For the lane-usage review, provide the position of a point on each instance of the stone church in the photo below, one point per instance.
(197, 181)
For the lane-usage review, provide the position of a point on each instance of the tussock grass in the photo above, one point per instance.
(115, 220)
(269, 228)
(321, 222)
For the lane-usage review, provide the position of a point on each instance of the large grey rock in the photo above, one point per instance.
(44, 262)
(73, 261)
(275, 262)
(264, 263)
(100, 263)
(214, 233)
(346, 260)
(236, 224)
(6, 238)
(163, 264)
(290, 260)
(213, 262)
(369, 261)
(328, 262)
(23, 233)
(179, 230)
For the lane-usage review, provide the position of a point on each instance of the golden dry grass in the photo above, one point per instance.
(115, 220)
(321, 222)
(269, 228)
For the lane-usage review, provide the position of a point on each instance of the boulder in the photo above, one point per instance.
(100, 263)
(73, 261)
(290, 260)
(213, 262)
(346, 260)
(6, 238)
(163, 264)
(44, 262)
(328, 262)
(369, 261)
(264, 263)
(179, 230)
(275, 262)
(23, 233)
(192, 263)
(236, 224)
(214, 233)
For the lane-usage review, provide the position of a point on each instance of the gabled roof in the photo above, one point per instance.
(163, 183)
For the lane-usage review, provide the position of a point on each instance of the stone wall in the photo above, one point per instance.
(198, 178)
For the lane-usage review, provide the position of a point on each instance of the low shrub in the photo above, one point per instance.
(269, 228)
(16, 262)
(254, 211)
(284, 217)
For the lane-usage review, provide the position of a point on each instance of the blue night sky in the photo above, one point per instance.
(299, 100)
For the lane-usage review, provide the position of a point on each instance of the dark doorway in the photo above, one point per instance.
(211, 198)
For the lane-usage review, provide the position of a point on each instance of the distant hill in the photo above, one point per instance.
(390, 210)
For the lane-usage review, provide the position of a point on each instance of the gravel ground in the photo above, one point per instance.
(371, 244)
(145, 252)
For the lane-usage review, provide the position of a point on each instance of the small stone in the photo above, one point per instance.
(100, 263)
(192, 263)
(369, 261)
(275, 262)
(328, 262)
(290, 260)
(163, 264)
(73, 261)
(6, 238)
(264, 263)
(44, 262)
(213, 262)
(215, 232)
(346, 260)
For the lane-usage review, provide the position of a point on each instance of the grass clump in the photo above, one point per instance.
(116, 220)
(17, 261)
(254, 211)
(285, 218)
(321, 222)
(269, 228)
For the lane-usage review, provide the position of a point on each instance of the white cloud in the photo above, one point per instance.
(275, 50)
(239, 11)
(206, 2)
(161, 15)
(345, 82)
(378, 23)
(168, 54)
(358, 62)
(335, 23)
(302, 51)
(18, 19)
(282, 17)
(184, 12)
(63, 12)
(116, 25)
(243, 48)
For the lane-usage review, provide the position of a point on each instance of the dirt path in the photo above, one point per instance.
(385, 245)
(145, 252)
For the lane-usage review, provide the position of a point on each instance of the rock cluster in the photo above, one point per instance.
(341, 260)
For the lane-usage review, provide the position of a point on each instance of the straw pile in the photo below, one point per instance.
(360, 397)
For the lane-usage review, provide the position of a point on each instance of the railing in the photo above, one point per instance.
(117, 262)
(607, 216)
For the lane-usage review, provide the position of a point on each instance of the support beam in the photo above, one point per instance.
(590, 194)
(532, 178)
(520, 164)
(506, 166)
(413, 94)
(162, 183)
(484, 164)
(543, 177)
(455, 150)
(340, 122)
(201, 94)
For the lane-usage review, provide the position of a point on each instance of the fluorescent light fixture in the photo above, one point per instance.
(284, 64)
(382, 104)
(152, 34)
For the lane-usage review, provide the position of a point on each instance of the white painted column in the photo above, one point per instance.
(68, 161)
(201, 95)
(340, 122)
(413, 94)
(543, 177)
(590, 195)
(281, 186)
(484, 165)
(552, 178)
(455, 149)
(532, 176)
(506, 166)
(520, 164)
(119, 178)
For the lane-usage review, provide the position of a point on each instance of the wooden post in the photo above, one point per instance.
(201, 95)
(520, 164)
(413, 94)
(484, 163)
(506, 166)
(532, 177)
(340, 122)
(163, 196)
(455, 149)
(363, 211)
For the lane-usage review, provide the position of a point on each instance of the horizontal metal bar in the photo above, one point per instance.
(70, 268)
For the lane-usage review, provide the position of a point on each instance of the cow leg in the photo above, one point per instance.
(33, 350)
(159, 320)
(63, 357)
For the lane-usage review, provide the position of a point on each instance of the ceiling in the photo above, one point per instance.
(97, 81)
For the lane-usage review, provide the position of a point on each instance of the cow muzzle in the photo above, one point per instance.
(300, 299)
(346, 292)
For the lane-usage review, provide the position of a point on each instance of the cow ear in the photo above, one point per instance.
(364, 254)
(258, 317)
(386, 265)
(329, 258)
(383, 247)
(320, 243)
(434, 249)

• _Task statement_:
Copy the items without any change, from the line containing "of the wooden" through the final line of the items, including both of those lines.

• _Exercise result_:
For the lane-usage review, provide the position of a point on each instance of the wooden post in the photo above, one point per instance.
(201, 95)
(520, 164)
(413, 94)
(484, 163)
(506, 166)
(532, 177)
(340, 122)
(163, 196)
(455, 149)
(363, 211)
For the lane-usage review, provide the position of a point on each instance of the horizontal metal bar in the photo above, one point per instance.
(70, 268)
For the lane-usage review, provide the position of a point on each instance of the cow leg in the photo above, one point per instance.
(33, 350)
(159, 320)
(63, 357)
For the lane-usage review, provide the position of a point on each instance of the ceiling in the photo above, one point per instance.
(97, 81)
For the lane-usage review, provide the position of a point on each instance of the cow muzzle in the photo above, one point per instance.
(300, 299)
(346, 292)
For the lane-usage review, provide the position of a point on each instance of the cow ear in the photo above, one point per instance.
(364, 254)
(258, 317)
(386, 265)
(329, 258)
(383, 247)
(320, 243)
(434, 249)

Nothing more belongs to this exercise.